Please repeat the data in full, character for character.

The input:
______

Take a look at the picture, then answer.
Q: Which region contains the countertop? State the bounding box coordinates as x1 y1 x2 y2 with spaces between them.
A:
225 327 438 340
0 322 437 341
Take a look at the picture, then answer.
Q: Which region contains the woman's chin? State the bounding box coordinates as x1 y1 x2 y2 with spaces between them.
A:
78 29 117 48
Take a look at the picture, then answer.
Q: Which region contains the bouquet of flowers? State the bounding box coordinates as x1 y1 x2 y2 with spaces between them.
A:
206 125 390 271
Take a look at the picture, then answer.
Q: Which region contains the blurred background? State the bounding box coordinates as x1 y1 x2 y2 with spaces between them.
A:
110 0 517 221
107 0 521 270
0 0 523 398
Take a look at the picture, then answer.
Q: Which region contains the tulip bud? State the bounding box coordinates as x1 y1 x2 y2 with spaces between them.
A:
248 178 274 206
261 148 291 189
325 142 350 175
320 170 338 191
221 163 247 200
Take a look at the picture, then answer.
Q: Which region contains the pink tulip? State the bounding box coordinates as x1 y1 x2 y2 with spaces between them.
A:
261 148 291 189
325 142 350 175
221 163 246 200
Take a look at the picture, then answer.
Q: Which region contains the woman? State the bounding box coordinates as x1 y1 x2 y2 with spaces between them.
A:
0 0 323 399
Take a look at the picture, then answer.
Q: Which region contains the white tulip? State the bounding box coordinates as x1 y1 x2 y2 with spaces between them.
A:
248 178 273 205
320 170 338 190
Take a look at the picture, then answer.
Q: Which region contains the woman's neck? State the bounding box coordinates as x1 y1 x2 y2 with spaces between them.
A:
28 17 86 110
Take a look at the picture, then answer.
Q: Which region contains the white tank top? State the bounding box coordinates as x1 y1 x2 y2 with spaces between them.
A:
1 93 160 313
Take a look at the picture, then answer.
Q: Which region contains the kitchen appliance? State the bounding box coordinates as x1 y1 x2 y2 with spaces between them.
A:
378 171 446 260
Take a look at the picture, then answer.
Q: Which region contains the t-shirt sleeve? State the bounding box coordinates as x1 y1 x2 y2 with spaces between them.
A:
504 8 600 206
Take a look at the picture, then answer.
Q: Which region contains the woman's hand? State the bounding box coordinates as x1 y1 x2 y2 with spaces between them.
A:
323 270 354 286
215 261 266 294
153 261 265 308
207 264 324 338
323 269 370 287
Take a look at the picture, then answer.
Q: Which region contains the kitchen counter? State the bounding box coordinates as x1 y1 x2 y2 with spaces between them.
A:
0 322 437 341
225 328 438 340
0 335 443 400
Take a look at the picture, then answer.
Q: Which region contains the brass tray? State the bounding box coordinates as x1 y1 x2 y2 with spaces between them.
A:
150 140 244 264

______

Solution below:
Take a look at the picture, then answer.
Q: Which region contains the countertop? State the bounding box coordinates as x1 y1 x2 y2 with spaces between them.
A:
225 327 438 340
0 322 437 341
Take a look at the picture, then answer.
Q: Which region contains the woman's chin? State the bounding box coordinates as x1 y1 x2 y2 with spaces between them.
A:
78 29 117 48
Take a look at the picture, then answer.
Q: Which region contains the bouquet of flowers? State the bounding box coordinates as x1 y1 x2 y2 with spaces between them.
A:
206 125 390 271
Take a look at the picture, then answer.
Q: Which region contains the blurred background? State the bounding box coordinates as x1 y1 x2 y2 with spaces between them.
A:
110 0 517 221
107 0 521 270
0 0 523 398
Take a look at the picture, then answer.
Q: Which region contains the tulip bud? State the bounding box coordinates as x1 y1 x2 y2 with spaces between them.
A:
248 178 274 206
261 148 291 189
325 142 350 175
320 170 338 191
221 163 247 200
Take a look at the picture, then answer.
Q: Which region contains the pink tulip? State the bounding box coordinates as x1 y1 x2 y2 with spaces between them.
A:
261 148 291 189
325 142 350 175
221 163 246 200
Take a look at the picture, then answer.
Q: Which region contains the woman? State the bounding box coordinates as x1 y1 x2 y2 with spaces between them.
A:
0 0 323 399
Take a look at the picture, then answer.
Q: Which region contains the white tulip? State the bounding box coordinates as x1 y1 x2 y2 with spaces between them.
A:
248 178 273 205
320 170 338 190
Take a look at the picture, then answer.
Q: Which region contains the woman's neck? State the bounding box coordinates as x1 y1 x2 y2 with spaces between them.
A:
28 17 86 110
Take a look at the picture, then answer.
Q: Which region contains the white tank top? State the bounding box coordinates as x1 y1 x2 y2 with spaces between them.
A:
1 93 160 313
Take a look at the picture, then answer.
Q: Which region contains the kitchen appliance? State the bounding box coordinates as x1 y1 x2 y2 with spaces between them.
A:
378 171 446 260
Take a look at the picture, then answer.
Q: Which region contains the t-shirt sleeve? State the bounding box coordinates as x1 y1 x2 y2 with spaces between them.
A:
504 8 600 206
Take a look at the picture, then answer.
Q: Which region contains the woman's hand? State the bounding box coordinates as x1 y1 x2 y2 with spaces between them.
A:
323 270 354 286
215 261 266 294
153 261 265 308
207 264 324 338
323 269 370 287
Take a look at the picture, then answer.
Q: Which region contains the kitchen counter? State the bounding box coordinates as x1 y1 x2 y2 with spaces between them.
A:
0 322 437 341
225 328 438 340
0 335 443 400
Take a look at the picture, then answer.
Q: Which region contains the brass tray? State the bounding box coordinates as x1 y1 x2 y2 with spaces between them.
A:
150 140 244 264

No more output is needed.